* **Textabschnitt**
# error while loading shared libraries: libnotify.so.1

## slick

Eine Application (heruntergeladenes Binär-Paket) meldet auf amd64:

 *Quote:*   

> which: no kde-config in (/usr/local/bin:/usr/bin:/bin:/opt/bin:/usr/x86_64-pc-linux-gnu/gcc-bin/4.4.3:/usr/games/bin:~/bin)
> 
> bin/snowglobe-do-not-run-directly: error while loading shared libraries: libnotify.so.1: cannot open shared object file: No such file or directory
> 
> *** Bad shutdown. ***
> ...

 

 qlist -I -C -v|grep emul-linux-x86 sagt: *Quote:*   

> app-emulation/emul-linux-x86-baselibs-20100611
> 
> app-emulation/emul-linux-x86-gtklibs-20100611
> 
> app-emulation/emul-linux-x86-medialibs-20100611
> ...

 

Was fehlt mir?

----------

## Necoro

Scheinbar x11-libs/libnotify

----------

## slick

Ist installiert, aber anscheinend nur für amd64, laut Aussage scheints mir für 32 Bit zu fehlen.

 *Quote:*   

> # qlist -I -C -v|grep x11-libs/libnotify
> 
> x11-libs/libnotify-0.4.5
> 
> # ls -l /usr/lib64/libnotify.*
> ...

 

----------

## Necoro

Kann man sich die 32bit Pakete auch selber bauen? Weil die dependencies scheinen soweit in den emuls zu sein (vgl. http://dev.gentoo.org/~pacho/emul.html )

----------

## ScytheMan

sinnvoll wär nen bugreport, dann wirds in den zukünftigen versionen hinzugefügt.  :Smile: 

selbst bauen in ner 32bit chroot sollte möglich sein, dann als binpkg im system installieren, ist aber denke ihc nicht ohne.

schau mal hier in das overlay: http://gentoo.techwolf.net/ evtl. is da was für dich dabei.

----------

## slick

Bug #339568 aufgemacht

----------

* **Aufgeführte Datensätze**
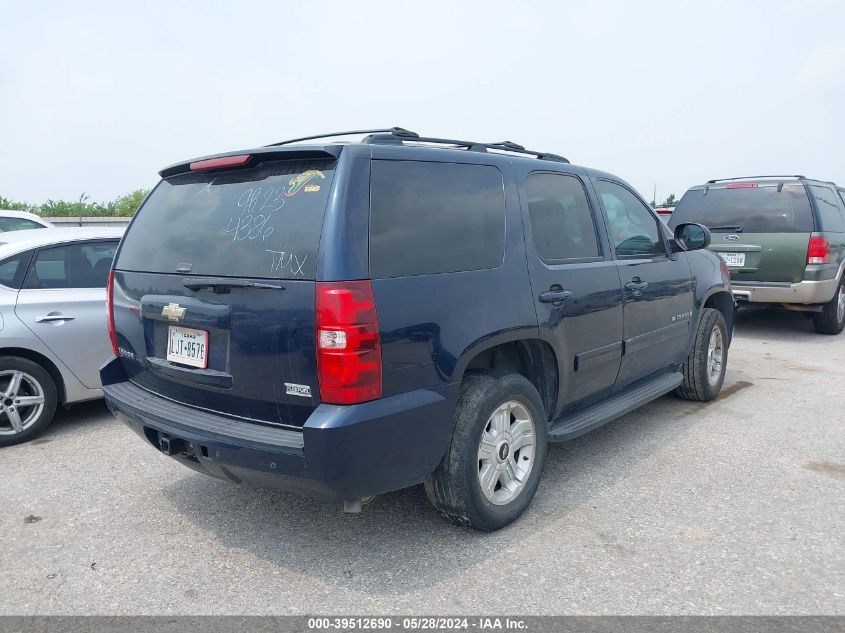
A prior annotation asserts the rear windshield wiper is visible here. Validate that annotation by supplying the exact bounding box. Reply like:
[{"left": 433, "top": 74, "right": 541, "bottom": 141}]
[{"left": 182, "top": 277, "right": 285, "bottom": 293}]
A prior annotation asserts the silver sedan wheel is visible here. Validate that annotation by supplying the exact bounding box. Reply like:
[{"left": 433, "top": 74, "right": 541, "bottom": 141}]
[
  {"left": 707, "top": 325, "right": 725, "bottom": 385},
  {"left": 0, "top": 369, "right": 44, "bottom": 435},
  {"left": 478, "top": 400, "right": 537, "bottom": 505}
]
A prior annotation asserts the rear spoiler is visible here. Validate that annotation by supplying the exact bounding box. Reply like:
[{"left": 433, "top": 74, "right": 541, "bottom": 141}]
[{"left": 158, "top": 145, "right": 343, "bottom": 178}]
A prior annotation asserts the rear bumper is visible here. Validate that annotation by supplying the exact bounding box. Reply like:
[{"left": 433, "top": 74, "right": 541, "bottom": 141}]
[
  {"left": 731, "top": 279, "right": 838, "bottom": 304},
  {"left": 101, "top": 359, "right": 457, "bottom": 500}
]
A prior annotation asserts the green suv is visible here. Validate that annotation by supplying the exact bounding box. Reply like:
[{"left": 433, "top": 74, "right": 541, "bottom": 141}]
[{"left": 669, "top": 176, "right": 845, "bottom": 334}]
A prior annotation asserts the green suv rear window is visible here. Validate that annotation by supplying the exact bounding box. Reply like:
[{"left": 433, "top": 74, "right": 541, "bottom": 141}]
[
  {"left": 670, "top": 182, "right": 814, "bottom": 233},
  {"left": 115, "top": 161, "right": 335, "bottom": 279}
]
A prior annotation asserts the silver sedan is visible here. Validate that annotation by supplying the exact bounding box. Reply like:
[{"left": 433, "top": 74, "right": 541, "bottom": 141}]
[{"left": 0, "top": 228, "right": 124, "bottom": 446}]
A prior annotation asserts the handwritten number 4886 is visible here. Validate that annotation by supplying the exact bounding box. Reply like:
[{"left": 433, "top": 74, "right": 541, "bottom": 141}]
[{"left": 226, "top": 187, "right": 285, "bottom": 242}]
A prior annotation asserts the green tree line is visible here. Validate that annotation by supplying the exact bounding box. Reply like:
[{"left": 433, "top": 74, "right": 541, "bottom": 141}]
[{"left": 0, "top": 189, "right": 150, "bottom": 217}]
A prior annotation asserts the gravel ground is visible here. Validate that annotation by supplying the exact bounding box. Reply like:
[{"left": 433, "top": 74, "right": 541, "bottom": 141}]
[{"left": 0, "top": 311, "right": 845, "bottom": 615}]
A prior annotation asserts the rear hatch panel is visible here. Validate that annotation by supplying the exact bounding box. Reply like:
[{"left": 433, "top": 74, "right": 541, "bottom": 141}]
[
  {"left": 670, "top": 181, "right": 815, "bottom": 283},
  {"left": 114, "top": 159, "right": 335, "bottom": 427}
]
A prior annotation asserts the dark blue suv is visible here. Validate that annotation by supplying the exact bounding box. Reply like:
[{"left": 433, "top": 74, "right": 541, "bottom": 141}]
[{"left": 101, "top": 128, "right": 734, "bottom": 530}]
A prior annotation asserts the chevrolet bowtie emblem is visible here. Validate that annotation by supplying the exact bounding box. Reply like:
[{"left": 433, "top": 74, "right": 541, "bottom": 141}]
[{"left": 161, "top": 303, "right": 185, "bottom": 321}]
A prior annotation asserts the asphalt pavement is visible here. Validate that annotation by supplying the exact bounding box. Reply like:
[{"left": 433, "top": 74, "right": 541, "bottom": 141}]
[{"left": 0, "top": 311, "right": 845, "bottom": 615}]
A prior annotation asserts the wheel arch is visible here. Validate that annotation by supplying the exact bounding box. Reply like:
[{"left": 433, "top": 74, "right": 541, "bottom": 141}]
[
  {"left": 699, "top": 288, "right": 736, "bottom": 344},
  {"left": 0, "top": 347, "right": 67, "bottom": 404},
  {"left": 455, "top": 337, "right": 559, "bottom": 418}
]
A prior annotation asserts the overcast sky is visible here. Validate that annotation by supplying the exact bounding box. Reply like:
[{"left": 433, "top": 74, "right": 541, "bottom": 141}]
[{"left": 0, "top": 0, "right": 845, "bottom": 203}]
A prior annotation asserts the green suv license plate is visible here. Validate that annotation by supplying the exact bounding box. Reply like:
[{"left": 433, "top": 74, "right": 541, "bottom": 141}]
[{"left": 719, "top": 253, "right": 745, "bottom": 268}]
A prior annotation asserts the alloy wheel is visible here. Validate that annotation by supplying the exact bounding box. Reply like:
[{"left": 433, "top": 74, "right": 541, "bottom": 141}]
[
  {"left": 0, "top": 369, "right": 44, "bottom": 435},
  {"left": 478, "top": 400, "right": 537, "bottom": 505},
  {"left": 707, "top": 325, "right": 725, "bottom": 385}
]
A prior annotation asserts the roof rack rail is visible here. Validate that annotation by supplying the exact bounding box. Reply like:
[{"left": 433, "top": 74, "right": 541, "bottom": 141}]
[
  {"left": 362, "top": 130, "right": 569, "bottom": 163},
  {"left": 707, "top": 174, "right": 807, "bottom": 185},
  {"left": 264, "top": 127, "right": 419, "bottom": 147}
]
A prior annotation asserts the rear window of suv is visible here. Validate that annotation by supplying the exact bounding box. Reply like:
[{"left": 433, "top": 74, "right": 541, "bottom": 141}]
[
  {"left": 370, "top": 160, "right": 505, "bottom": 278},
  {"left": 670, "top": 182, "right": 814, "bottom": 233},
  {"left": 115, "top": 161, "right": 335, "bottom": 279}
]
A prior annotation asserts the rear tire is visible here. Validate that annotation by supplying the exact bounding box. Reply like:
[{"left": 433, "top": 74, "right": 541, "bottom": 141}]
[
  {"left": 0, "top": 356, "right": 58, "bottom": 446},
  {"left": 425, "top": 374, "right": 548, "bottom": 532},
  {"left": 813, "top": 276, "right": 845, "bottom": 334},
  {"left": 675, "top": 308, "right": 728, "bottom": 402}
]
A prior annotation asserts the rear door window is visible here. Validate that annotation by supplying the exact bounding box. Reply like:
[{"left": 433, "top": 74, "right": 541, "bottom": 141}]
[
  {"left": 24, "top": 240, "right": 118, "bottom": 290},
  {"left": 370, "top": 160, "right": 505, "bottom": 278},
  {"left": 0, "top": 251, "right": 32, "bottom": 290},
  {"left": 0, "top": 218, "right": 46, "bottom": 233},
  {"left": 670, "top": 182, "right": 815, "bottom": 233},
  {"left": 810, "top": 185, "right": 845, "bottom": 233},
  {"left": 116, "top": 161, "right": 335, "bottom": 279},
  {"left": 596, "top": 180, "right": 666, "bottom": 258},
  {"left": 527, "top": 173, "right": 600, "bottom": 264}
]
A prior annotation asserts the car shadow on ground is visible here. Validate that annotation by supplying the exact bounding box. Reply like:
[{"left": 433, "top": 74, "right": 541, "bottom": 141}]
[
  {"left": 29, "top": 400, "right": 113, "bottom": 444},
  {"left": 735, "top": 307, "right": 830, "bottom": 343},
  {"left": 164, "top": 371, "right": 750, "bottom": 606}
]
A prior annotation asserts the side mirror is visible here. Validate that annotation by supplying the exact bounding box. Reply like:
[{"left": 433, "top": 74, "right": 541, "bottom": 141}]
[{"left": 675, "top": 222, "right": 710, "bottom": 251}]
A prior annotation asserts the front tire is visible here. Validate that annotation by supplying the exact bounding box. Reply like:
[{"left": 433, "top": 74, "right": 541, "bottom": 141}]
[
  {"left": 675, "top": 308, "right": 728, "bottom": 402},
  {"left": 813, "top": 277, "right": 845, "bottom": 334},
  {"left": 425, "top": 374, "right": 548, "bottom": 532},
  {"left": 0, "top": 356, "right": 58, "bottom": 446}
]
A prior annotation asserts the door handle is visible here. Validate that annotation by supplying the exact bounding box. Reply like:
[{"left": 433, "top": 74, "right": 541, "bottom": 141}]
[
  {"left": 540, "top": 290, "right": 572, "bottom": 303},
  {"left": 625, "top": 277, "right": 648, "bottom": 292}
]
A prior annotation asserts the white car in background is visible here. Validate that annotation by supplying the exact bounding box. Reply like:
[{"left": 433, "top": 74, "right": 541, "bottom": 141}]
[
  {"left": 0, "top": 227, "right": 124, "bottom": 446},
  {"left": 0, "top": 209, "right": 53, "bottom": 233}
]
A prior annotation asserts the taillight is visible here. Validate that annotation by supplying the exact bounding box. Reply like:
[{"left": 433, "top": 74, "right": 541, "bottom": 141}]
[
  {"left": 807, "top": 235, "right": 830, "bottom": 264},
  {"left": 316, "top": 281, "right": 381, "bottom": 404},
  {"left": 106, "top": 270, "right": 119, "bottom": 356}
]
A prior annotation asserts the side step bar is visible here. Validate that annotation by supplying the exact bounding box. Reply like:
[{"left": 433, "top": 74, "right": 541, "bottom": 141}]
[{"left": 549, "top": 372, "right": 684, "bottom": 442}]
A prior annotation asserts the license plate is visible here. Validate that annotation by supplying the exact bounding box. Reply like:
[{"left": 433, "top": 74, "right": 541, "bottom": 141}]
[
  {"left": 167, "top": 325, "right": 208, "bottom": 369},
  {"left": 719, "top": 253, "right": 745, "bottom": 267}
]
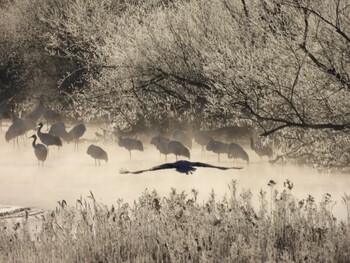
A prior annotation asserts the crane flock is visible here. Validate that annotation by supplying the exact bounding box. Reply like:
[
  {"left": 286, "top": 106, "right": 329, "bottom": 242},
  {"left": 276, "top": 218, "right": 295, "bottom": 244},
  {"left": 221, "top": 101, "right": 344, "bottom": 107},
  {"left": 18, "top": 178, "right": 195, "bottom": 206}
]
[{"left": 0, "top": 102, "right": 273, "bottom": 174}]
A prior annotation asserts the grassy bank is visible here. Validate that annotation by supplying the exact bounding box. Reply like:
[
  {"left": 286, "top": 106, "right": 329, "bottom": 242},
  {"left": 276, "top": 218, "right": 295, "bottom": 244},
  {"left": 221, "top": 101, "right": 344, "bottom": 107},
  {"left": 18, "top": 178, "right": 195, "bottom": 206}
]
[{"left": 0, "top": 181, "right": 350, "bottom": 262}]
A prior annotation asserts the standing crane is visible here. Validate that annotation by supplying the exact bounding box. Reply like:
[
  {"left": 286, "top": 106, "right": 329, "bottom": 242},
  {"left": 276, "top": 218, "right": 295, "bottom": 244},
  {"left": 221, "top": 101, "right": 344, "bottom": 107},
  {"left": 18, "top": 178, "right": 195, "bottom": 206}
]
[
  {"left": 86, "top": 144, "right": 108, "bottom": 166},
  {"left": 29, "top": 134, "right": 48, "bottom": 166},
  {"left": 150, "top": 135, "right": 170, "bottom": 161},
  {"left": 38, "top": 122, "right": 62, "bottom": 150}
]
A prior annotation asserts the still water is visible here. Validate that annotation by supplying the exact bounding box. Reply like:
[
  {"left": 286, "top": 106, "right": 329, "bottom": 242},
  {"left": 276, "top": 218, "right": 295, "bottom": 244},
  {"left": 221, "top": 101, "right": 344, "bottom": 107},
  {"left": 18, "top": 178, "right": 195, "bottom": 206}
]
[{"left": 0, "top": 129, "right": 350, "bottom": 222}]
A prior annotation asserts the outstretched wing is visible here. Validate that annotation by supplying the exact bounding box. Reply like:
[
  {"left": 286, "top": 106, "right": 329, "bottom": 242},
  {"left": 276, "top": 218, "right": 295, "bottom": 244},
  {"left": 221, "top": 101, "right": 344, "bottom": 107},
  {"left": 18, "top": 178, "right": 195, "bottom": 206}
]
[
  {"left": 191, "top": 162, "right": 243, "bottom": 170},
  {"left": 119, "top": 163, "right": 176, "bottom": 174}
]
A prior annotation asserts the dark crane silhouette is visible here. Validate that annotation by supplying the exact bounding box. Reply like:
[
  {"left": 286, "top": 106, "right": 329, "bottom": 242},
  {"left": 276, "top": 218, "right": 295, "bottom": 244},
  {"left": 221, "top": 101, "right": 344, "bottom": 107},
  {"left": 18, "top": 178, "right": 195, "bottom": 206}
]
[
  {"left": 29, "top": 134, "right": 48, "bottom": 166},
  {"left": 171, "top": 130, "right": 192, "bottom": 149},
  {"left": 86, "top": 144, "right": 108, "bottom": 166},
  {"left": 0, "top": 100, "right": 11, "bottom": 132},
  {"left": 150, "top": 135, "right": 170, "bottom": 161},
  {"left": 227, "top": 143, "right": 249, "bottom": 163},
  {"left": 167, "top": 141, "right": 191, "bottom": 161},
  {"left": 38, "top": 122, "right": 62, "bottom": 147},
  {"left": 49, "top": 122, "right": 70, "bottom": 142},
  {"left": 250, "top": 138, "right": 273, "bottom": 159},
  {"left": 68, "top": 123, "right": 86, "bottom": 149},
  {"left": 119, "top": 160, "right": 242, "bottom": 174},
  {"left": 118, "top": 137, "right": 143, "bottom": 158},
  {"left": 206, "top": 140, "right": 228, "bottom": 162},
  {"left": 194, "top": 131, "right": 213, "bottom": 154}
]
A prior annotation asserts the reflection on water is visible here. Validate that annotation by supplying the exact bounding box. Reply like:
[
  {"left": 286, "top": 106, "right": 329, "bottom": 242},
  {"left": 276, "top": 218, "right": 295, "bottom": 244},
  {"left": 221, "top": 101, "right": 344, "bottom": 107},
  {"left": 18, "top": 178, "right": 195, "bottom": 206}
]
[{"left": 0, "top": 127, "right": 350, "bottom": 222}]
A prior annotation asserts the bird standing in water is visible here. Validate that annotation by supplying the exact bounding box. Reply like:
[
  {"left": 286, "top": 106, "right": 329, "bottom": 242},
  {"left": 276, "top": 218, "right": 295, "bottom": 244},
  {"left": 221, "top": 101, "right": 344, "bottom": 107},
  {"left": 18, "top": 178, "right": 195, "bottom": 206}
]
[
  {"left": 29, "top": 135, "right": 47, "bottom": 166},
  {"left": 119, "top": 160, "right": 242, "bottom": 174}
]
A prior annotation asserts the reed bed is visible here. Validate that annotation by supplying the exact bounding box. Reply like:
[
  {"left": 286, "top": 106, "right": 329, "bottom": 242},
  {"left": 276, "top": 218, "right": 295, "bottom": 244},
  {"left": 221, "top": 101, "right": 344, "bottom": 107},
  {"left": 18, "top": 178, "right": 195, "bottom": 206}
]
[{"left": 0, "top": 181, "right": 350, "bottom": 262}]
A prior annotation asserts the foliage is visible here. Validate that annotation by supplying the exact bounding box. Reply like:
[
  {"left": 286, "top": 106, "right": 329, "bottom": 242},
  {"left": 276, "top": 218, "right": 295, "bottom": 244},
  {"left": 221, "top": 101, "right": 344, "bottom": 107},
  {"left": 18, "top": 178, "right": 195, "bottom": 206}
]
[{"left": 0, "top": 0, "right": 350, "bottom": 168}]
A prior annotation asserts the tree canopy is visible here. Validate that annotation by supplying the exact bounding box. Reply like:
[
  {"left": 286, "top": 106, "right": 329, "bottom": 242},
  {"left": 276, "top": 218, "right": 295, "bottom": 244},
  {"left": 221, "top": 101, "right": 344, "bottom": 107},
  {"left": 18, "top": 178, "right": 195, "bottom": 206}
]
[{"left": 0, "top": 0, "right": 350, "bottom": 167}]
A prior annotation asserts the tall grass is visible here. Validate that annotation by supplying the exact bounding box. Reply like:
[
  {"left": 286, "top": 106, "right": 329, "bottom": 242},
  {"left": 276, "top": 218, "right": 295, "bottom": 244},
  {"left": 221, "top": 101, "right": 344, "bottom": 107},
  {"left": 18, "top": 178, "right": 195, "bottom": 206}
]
[{"left": 0, "top": 181, "right": 350, "bottom": 262}]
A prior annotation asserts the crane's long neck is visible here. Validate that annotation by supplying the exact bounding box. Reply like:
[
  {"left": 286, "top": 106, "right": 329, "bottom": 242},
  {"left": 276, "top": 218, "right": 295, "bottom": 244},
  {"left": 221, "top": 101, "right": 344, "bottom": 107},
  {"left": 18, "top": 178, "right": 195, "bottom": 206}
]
[
  {"left": 250, "top": 138, "right": 255, "bottom": 150},
  {"left": 32, "top": 137, "right": 36, "bottom": 148}
]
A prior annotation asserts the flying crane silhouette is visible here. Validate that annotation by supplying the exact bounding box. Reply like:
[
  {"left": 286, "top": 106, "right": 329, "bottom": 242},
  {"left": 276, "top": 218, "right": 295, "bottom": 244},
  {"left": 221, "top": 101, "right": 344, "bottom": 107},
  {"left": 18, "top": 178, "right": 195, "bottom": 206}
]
[{"left": 119, "top": 160, "right": 242, "bottom": 174}]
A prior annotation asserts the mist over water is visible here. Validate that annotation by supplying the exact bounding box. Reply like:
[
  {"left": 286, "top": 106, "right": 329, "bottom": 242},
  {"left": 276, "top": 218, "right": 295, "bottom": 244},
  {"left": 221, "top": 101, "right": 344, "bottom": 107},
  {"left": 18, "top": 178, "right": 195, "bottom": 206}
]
[{"left": 0, "top": 123, "right": 350, "bottom": 219}]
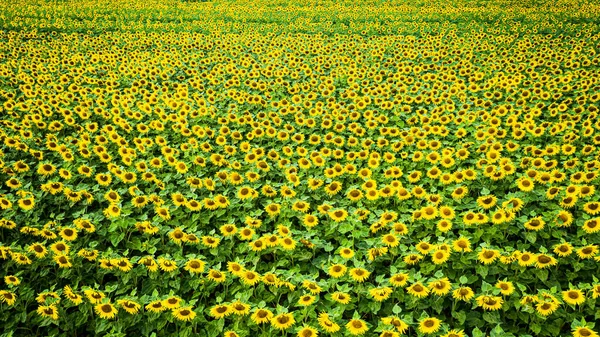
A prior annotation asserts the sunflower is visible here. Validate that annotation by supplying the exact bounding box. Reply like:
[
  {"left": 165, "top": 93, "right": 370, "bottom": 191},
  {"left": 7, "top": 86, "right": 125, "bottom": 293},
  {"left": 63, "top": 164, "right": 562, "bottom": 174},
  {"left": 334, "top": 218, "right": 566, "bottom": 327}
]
[
  {"left": 406, "top": 282, "right": 429, "bottom": 298},
  {"left": 63, "top": 285, "right": 83, "bottom": 305},
  {"left": 476, "top": 295, "right": 504, "bottom": 311},
  {"left": 162, "top": 296, "right": 181, "bottom": 309},
  {"left": 53, "top": 255, "right": 73, "bottom": 268},
  {"left": 428, "top": 277, "right": 452, "bottom": 296},
  {"left": 265, "top": 203, "right": 281, "bottom": 217},
  {"left": 302, "top": 214, "right": 319, "bottom": 228},
  {"left": 562, "top": 289, "right": 585, "bottom": 305},
  {"left": 419, "top": 317, "right": 442, "bottom": 334},
  {"left": 117, "top": 299, "right": 141, "bottom": 315},
  {"left": 229, "top": 301, "right": 250, "bottom": 316},
  {"left": 271, "top": 313, "right": 296, "bottom": 330},
  {"left": 369, "top": 287, "right": 393, "bottom": 302},
  {"left": 296, "top": 326, "right": 318, "bottom": 337},
  {"left": 572, "top": 326, "right": 598, "bottom": 337},
  {"left": 145, "top": 300, "right": 167, "bottom": 313},
  {"left": 331, "top": 291, "right": 352, "bottom": 304},
  {"left": 0, "top": 290, "right": 17, "bottom": 306},
  {"left": 317, "top": 312, "right": 340, "bottom": 334},
  {"left": 577, "top": 245, "right": 598, "bottom": 259},
  {"left": 94, "top": 303, "right": 119, "bottom": 319},
  {"left": 431, "top": 250, "right": 450, "bottom": 265},
  {"left": 240, "top": 270, "right": 260, "bottom": 286},
  {"left": 452, "top": 286, "right": 475, "bottom": 302},
  {"left": 328, "top": 209, "right": 348, "bottom": 222},
  {"left": 4, "top": 275, "right": 21, "bottom": 286},
  {"left": 346, "top": 319, "right": 369, "bottom": 336},
  {"left": 477, "top": 248, "right": 500, "bottom": 265},
  {"left": 209, "top": 304, "right": 233, "bottom": 319},
  {"left": 171, "top": 307, "right": 196, "bottom": 322},
  {"left": 350, "top": 268, "right": 371, "bottom": 283},
  {"left": 495, "top": 281, "right": 515, "bottom": 296},
  {"left": 581, "top": 218, "right": 600, "bottom": 234},
  {"left": 37, "top": 304, "right": 58, "bottom": 321},
  {"left": 157, "top": 257, "right": 178, "bottom": 272},
  {"left": 183, "top": 259, "right": 206, "bottom": 274},
  {"left": 452, "top": 237, "right": 471, "bottom": 252},
  {"left": 535, "top": 302, "right": 559, "bottom": 316}
]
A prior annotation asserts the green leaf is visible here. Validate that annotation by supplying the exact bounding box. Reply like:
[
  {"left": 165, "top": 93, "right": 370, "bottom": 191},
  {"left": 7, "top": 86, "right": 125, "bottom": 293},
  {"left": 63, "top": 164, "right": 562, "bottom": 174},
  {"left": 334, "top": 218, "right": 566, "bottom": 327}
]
[{"left": 452, "top": 311, "right": 467, "bottom": 325}]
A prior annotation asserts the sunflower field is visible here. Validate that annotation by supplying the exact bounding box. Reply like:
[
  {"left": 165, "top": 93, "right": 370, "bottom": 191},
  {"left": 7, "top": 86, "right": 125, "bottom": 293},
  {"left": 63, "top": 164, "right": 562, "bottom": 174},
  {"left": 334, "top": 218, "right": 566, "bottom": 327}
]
[{"left": 0, "top": 0, "right": 600, "bottom": 337}]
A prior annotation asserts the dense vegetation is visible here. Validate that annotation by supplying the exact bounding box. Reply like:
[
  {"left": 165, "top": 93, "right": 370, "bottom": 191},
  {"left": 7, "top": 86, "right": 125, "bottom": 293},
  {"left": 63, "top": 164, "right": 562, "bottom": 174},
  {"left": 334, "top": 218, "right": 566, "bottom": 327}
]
[{"left": 0, "top": 0, "right": 600, "bottom": 337}]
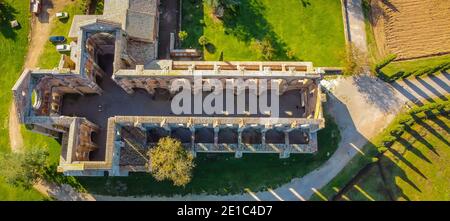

* **Aufgabenbeschreibung**
Beantworte anhand des Forenthreads zu libnotify.so.1:
(a) Welche Version von x11-libs/libnotify ist laut der qlist-Ausgabe installiert?
(b) In welcher Umgebung sollte das Selbstbauen der 32-Bit-Pakete laut ScytheMan möglich sein?
(c) Unter welcher Nummer wurde der Bug aufgemacht?

* **Die Antwort**
(a) 0.4.5 (x11-libs/libnotify-0.4.5)
(b) In einer 32-Bit-chroot
(c) #339568